=== Goal 1 ===
Answer these questions from the Raqqa casualties article below.
(a) On what date did the Syrian Democratic Forces announce victory over ISIS in Raqqa?
(b) Who is named as Amnesty's new secretary general?
(c) About how much of the city was destroyed?
=== Goal 2 ===
From the Raqqa casualties article below, return the passage that starts at the words "The Coalition's failure" and stops after "so implausibly low.", copied word for word.
=== Goal 3 ===
For each statement, say whether it agrees with the Raqqa casualties article below. Answer yes or no, and quote the words of the article that settle it.
(a) The US Department of Defense wrote to Amnesty on Sept. 10, 2018.
(b) The Coalition plans to compensate survivors in Raqqa.
(c) The battle that ended ISIS control of Raqqa lasted about four months.

=== Document excerpt ===
• • •
Amnesty protests US 'denial' over Raqqa casualties
The US-led Coalition's ongoing failure to admit to—let alone adequately investigate—the shocking scale of civilian deaths and destruction it caused in Raqqa is a "slap in the face" for survivors trying to rebuild their lives and their city, said Amnesty International a year after the offensive to oust ISIS. On Oct. 17, 2017, following a fierce four-month battle, the Syrian Democratic Forces (SDF)—the Coalition's Kurdish-led partners on the ground—announced victory over ISIS, which had used civilians as human shields and committed other war crimes in besieged Raqqa. Winning the battle came at a terrible price—almost 80% of the city was destroyed and many hundreds of civilians lay dead, the majority killed by Coalition bombardment. In a letter to Amnesty on Sept. 10, 2018, the US Department of Defense made clear it accepts no liability for the civilian casualties it caused. The Coalition does not plan to compensate survivors and relatives of those killed in Raqqa, and refuses to provide further information about the circumstances behind strikes that killed and maimed civilians.
"Disturbingly, the Pentagon does not even seem willing to offer an apology for the hundreds of civilians killed in its 'war of annihilation' on Raqqa. This is an insult to families who – after suffering the brutality of IS rule – lost loved ones to the Coalition's cataclysmic barrage of firepower," said Kumi Naidoo, Amnesty's new secretary general, just returned from a field visit to Raqqa. "One year after the battle ended, the obstacles to justice are still insurmountably high for victims and their families. It is completely reprehensible that the Coalition refuses to acknowledge its role in most of the civilian casualties it caused, and abhorrent that even where it has admitted responsibility, it accepts no obligation towards its victims."
The Coalition's failure to live up to its commitments to carry out ground investigations into the impact of its strikes is one reason why its own civilian casualties count is so implausibly low.
• • •
=== Extracted records ===
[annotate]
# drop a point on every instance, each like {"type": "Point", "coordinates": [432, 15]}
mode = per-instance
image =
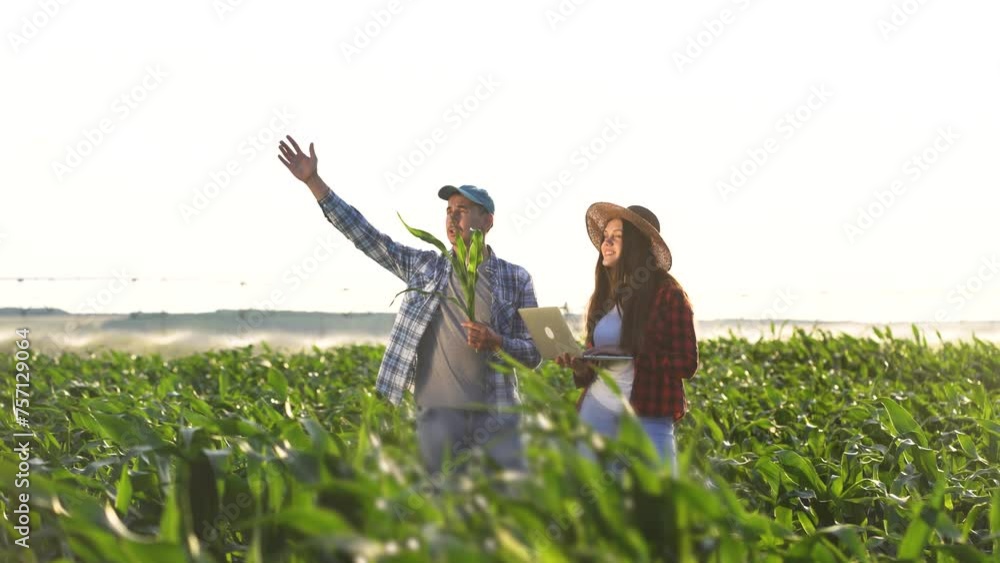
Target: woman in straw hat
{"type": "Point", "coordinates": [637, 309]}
• • •
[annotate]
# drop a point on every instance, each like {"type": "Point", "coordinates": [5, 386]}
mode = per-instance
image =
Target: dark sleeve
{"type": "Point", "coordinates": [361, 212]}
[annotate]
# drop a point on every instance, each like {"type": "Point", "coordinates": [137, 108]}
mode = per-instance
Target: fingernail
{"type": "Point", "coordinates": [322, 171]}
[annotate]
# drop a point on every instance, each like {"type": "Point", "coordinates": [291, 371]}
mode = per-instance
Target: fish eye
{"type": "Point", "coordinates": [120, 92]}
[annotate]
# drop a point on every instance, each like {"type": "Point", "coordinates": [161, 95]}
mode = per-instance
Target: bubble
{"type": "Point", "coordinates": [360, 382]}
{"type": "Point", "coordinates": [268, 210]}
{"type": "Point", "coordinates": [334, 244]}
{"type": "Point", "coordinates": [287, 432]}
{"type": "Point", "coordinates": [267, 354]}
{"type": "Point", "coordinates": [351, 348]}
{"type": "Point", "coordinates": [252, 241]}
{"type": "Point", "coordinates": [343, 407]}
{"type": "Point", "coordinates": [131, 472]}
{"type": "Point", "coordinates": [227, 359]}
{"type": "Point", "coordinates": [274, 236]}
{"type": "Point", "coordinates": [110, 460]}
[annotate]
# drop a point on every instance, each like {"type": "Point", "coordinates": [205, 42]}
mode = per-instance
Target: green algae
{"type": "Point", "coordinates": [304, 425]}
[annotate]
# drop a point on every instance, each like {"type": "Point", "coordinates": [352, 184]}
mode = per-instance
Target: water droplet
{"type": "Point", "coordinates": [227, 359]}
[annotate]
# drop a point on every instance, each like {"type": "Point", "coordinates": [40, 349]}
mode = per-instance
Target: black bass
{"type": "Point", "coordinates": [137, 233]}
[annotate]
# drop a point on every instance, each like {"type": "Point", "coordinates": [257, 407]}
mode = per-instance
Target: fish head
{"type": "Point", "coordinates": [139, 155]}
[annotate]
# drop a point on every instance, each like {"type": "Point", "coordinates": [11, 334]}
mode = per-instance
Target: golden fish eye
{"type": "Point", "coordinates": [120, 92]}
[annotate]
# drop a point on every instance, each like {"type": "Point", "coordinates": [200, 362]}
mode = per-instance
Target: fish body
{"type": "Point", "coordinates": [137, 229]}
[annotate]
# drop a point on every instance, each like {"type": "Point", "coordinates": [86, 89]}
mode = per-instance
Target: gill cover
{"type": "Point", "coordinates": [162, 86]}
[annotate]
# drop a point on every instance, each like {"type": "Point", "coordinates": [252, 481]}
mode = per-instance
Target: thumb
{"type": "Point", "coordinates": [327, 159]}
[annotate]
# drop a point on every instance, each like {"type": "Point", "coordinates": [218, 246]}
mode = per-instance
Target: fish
• • •
=== Solution 1 ===
(a) Oct. 17, 2017
(b) Kumi Naidoo
(c) Almost 80%

=== Solution 2 ===
The Coalition's failure to live up to its commitments to carry out ground investigations into the impact of its strikes is one reason why its own civilian casualties count is so implausibly low.

=== Solution 3 ===
(a) Yes: "In a letter to Amnesty on Sept. 10, 2018, the US Department of Defense made clear it accepts no liability for the civilian casualties it caused."
(b) No: "The Coalition does not plan to compensate survivors and relatives of those killed in Raqqa"
(c) Yes: "following a fierce four-month battle"